• PASSAGE PROVIDED

____

This also saw significant margin impacts - not only due to lower sales, but due to inflation. GM went from 36% to 28% - and this came from unfavorable fixed costs due to lower production and sales, as well as costs in inputs/commodities used by the company to manufacture. Energy and fuel were obviously more expensive as well.

RGR was one of the companies here that did not manage to offset these increases with price increases. The company's net results were positively impacted by a significantly lower tax rate - less than half of 2021 - due to R&D tax credits - but that's about as positive as it gets here. The company's extremely low/zero debt ambition makes looking at shareholder equity more interesting here. The fact is that as of the latest quarterly results, the BV/share was just north of $22.5/share here, which based on today's share price implies a relatively low overall multiple for buying the company here.

RGR continues to invest in manufacturing and modernization - $25M in the last quarter alone, and they bought a new facility in NC used for both manufacturing and warehousing - that's 225,000 new square footage. This isn't a new asset for the company - if you look through the latest financials, you'll see that the company has been leasing the area for over a year, but it's new insofar that the company owns it as opposed to leasing it.

When we look at the granularity with regard to demand, we can see that 2022 volumes of NICS background checks, which are typically a pretty good indicator of future demand trends, are down 14% YoY. The inflation-related pressures impacting consumer spending especially were noticeable in modern sporting rifles and polymer centerfire pistols, products which had seen significant popularity in recent years.

The company's new innovations and products tend to do better - and RGR released the LC Carbine, a command – a companion carbine to the successful router 5.7 pistols. RGR also brought a new SFAR chambered in 308 Winchester, and the marlin Model 1895, which reintroduces the Marlin Guide Gun family of lever-action rifles to the market.

Sales of the company's new products were better than expected, and the company is ramping up production here, while also maintaining a strong production of legacy products.

If you recall my first article on Ruger, I actually went "into" the company using an attractive options play. That was my first contact with the business, prior to establishing a small position in my portfolio - that currently, and on the whole of it, is in the negative. Transparency is key here - view the option play as a success, the investment, because investing is a binary activity and I compare it to index development, was a failure because it's been underperforming, not outperforming.

Can we expect better going forward?

Sturm, Ruger Valuation - there's an upside, but it's tricky

Most of my play with Ruger has been through options - and that remains the main avenue of investing that I take in the company. While I do own a small stake in common shares, the forward potential for these has some limitations, as I see it.

There is an upside to investing in the common, first of all. Not just in Book value/share, in NAV, or in other relatively simple sales or revenue multiples. I always look at multiple perspectives when establishing that a company has an undervaluation, and RGR at 11.6x P/E normalized, is undervalued - and I'd happily defend that assertion if you don't share or see it.

____

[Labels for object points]
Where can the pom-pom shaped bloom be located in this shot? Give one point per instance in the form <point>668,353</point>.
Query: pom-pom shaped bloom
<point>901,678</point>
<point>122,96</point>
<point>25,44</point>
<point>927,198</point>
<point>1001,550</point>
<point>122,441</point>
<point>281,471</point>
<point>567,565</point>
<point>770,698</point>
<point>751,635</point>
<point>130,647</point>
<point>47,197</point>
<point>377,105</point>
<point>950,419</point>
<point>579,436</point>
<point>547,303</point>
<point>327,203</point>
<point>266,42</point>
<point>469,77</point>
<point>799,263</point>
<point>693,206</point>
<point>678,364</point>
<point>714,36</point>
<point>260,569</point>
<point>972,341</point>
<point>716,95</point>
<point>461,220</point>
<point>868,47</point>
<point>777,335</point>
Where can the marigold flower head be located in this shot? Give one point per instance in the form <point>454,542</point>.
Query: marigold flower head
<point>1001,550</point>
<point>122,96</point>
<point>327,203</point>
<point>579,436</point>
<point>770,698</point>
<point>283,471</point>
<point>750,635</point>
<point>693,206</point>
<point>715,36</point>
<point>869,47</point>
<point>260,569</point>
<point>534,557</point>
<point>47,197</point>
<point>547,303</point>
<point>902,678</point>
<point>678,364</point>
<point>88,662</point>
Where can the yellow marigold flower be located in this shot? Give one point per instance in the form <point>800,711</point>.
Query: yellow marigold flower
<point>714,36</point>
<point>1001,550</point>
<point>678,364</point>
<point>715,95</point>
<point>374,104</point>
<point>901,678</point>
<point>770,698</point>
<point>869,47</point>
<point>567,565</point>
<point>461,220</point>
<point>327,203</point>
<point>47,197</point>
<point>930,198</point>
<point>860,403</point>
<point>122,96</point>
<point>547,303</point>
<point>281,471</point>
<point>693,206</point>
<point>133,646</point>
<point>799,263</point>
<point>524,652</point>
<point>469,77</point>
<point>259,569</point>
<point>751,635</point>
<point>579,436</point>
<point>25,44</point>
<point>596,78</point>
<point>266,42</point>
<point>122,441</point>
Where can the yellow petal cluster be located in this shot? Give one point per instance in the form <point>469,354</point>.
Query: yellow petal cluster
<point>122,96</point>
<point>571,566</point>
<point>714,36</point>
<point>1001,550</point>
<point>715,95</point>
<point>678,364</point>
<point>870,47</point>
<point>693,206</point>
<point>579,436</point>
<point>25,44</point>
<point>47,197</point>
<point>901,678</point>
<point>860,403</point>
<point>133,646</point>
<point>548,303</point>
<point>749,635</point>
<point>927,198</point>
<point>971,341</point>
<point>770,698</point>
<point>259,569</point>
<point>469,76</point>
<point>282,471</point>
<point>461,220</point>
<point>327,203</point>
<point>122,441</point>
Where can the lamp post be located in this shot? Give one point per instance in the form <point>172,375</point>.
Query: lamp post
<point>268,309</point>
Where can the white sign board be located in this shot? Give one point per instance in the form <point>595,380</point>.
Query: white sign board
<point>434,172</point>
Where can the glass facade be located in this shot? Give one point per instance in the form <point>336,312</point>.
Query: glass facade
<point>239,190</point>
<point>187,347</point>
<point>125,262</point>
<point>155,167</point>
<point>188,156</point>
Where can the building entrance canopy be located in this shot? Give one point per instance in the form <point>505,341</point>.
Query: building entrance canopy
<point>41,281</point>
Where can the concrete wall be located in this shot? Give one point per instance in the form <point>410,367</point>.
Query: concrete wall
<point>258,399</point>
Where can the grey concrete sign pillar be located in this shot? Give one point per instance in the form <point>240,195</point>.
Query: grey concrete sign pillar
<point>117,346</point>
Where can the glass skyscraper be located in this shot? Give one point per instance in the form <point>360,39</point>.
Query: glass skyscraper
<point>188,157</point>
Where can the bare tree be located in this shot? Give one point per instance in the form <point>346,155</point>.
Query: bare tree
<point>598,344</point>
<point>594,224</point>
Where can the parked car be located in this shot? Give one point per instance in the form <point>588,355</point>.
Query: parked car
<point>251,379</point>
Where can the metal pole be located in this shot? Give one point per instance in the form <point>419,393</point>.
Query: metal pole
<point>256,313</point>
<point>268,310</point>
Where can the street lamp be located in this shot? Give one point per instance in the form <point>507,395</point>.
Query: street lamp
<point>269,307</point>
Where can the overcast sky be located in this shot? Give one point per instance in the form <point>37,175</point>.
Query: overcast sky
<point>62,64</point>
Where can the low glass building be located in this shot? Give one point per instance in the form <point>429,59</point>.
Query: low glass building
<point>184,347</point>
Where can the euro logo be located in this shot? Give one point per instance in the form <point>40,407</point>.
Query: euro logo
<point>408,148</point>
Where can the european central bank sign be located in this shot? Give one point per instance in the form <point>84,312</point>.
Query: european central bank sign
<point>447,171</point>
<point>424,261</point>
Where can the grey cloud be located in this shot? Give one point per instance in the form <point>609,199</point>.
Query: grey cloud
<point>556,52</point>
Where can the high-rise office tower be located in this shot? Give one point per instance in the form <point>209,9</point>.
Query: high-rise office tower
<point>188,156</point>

____

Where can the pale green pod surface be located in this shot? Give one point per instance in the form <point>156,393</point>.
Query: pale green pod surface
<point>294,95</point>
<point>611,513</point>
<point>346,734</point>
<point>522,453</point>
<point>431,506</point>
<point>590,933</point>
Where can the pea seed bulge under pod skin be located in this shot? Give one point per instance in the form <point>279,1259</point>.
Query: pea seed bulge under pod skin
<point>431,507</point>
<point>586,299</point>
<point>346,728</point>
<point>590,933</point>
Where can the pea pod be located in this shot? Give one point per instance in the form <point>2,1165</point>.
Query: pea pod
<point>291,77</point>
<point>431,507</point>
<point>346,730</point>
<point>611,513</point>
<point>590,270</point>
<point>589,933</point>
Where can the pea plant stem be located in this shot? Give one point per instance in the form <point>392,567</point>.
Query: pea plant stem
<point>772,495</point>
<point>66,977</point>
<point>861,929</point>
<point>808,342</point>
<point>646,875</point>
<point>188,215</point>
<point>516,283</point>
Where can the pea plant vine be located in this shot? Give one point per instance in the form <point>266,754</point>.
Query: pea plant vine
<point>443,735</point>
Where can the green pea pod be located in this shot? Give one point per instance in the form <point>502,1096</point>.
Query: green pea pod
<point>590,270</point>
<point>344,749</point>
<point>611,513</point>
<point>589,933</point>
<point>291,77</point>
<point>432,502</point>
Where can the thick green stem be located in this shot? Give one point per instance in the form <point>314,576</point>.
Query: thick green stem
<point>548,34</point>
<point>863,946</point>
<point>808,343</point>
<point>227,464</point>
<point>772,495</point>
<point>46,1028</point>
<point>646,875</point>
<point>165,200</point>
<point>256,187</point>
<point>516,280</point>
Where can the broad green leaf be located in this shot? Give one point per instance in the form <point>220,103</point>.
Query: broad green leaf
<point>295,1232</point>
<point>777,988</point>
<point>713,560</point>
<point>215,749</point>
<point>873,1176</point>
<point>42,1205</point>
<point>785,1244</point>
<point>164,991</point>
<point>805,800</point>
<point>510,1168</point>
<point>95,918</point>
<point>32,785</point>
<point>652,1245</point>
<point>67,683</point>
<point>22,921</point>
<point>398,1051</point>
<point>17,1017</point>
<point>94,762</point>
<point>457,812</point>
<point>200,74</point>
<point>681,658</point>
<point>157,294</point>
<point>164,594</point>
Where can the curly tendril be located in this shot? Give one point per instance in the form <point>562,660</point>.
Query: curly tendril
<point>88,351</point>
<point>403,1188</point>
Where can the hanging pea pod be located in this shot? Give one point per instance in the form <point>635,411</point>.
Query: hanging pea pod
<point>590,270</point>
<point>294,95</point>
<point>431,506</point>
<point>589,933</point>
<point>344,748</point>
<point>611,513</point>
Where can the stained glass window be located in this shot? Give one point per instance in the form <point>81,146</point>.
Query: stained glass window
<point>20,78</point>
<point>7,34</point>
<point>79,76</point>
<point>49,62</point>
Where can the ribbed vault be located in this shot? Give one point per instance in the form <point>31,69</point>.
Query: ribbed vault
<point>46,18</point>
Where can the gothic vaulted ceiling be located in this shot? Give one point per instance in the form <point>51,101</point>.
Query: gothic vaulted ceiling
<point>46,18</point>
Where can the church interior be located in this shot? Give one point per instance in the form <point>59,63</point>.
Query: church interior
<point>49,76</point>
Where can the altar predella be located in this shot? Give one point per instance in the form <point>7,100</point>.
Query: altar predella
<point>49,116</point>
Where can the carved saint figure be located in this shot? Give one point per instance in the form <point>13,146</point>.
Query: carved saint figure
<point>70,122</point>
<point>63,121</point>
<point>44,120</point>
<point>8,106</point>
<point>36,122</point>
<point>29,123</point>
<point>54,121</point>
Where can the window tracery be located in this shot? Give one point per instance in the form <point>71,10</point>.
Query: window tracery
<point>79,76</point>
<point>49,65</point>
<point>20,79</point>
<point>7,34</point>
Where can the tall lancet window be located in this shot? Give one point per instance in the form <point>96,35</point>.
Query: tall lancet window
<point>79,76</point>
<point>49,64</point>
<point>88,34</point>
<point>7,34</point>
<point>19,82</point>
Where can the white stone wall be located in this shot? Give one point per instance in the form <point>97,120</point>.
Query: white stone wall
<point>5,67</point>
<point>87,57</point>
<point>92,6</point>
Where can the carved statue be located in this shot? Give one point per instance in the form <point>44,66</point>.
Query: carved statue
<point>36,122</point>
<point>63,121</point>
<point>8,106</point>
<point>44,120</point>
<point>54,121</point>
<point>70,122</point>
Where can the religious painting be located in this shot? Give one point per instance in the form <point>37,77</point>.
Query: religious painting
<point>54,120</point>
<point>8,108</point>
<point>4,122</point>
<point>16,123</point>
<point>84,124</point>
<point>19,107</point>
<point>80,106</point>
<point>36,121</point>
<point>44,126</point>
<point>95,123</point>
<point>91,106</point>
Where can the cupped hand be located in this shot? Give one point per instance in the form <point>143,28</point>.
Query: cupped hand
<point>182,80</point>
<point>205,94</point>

____

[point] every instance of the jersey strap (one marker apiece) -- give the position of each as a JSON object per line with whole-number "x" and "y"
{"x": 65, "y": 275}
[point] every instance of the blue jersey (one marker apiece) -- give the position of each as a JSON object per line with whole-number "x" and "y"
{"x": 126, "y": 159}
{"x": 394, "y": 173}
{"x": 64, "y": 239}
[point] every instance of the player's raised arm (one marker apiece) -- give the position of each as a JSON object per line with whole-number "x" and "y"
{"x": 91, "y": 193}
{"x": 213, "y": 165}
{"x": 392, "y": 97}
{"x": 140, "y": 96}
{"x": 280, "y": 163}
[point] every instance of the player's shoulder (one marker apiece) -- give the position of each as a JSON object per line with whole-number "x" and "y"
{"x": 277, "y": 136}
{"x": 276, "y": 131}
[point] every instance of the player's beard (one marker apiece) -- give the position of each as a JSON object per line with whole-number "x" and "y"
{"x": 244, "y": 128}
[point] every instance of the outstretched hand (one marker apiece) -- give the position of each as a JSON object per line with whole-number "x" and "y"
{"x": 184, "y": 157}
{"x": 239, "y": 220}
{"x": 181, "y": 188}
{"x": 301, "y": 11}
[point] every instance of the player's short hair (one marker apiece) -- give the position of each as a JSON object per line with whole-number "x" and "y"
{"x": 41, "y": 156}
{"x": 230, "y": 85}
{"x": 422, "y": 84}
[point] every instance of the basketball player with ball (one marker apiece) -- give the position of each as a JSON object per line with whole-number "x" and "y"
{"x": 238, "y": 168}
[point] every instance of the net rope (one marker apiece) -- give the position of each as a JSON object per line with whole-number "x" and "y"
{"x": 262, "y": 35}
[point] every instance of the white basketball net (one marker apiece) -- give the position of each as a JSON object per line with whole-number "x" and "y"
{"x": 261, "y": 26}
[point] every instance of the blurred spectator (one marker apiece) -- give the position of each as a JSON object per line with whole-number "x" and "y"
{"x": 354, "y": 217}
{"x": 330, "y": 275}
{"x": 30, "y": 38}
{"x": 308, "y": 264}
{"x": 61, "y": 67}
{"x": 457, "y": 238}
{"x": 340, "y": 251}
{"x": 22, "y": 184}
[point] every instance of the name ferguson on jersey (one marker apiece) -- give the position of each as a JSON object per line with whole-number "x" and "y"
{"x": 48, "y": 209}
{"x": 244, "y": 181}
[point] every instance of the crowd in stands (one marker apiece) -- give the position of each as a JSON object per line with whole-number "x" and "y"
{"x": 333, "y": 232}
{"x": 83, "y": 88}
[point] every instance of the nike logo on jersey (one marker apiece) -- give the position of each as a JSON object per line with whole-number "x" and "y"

____

• SET TASK 1
In the Sturm, Ruger article, how much new square footage does the facility bought in NC add?
• SET TASK 2
Please write the next part of the Sturm, Ruger article, picking up after its last sentence.
The records play no part in what is asked here.

• TASK ANSWER 1
225,000 square feet.

• TASK ANSWER 2
However, the forecast accuracy for companies like these is extremely poor. I'm uncomfortable going further than 2-3 years in the future due to the volatility of how these businesses earn. In 2022, we saw a massive EPS decline due to the 2021 record period. EPS on an adjusted basis declined by over 44%, and it's forecasted to decline even further in the 2023E fiscal. Now, this may sound like an absolute horror show, but it's crucial to understand where this comes from in the longer term. Take a look at the 10-year EPS trend.

F.A.S.T graphs RGR (F.A.S.T graphs)

So, you can see that even normalizing down below $4/share, this company would essentially still earn more than it did most of the past 10 years. Seeing what sort of impact this has on valuation is interesting - because as you can see the company really moves up and down in response to these earnings and trends. The dividend is also unstable as such, impacted by a significant amount of extraordinary dividends in great times. Over the past 10 years, it can generally be said that "BUY"ing the company at below $45/share, you would have beaten the market. That's an extremely low share price, but that's where I see basically a "guarantee". My previous PTs ranged from $70-$80/share for the company.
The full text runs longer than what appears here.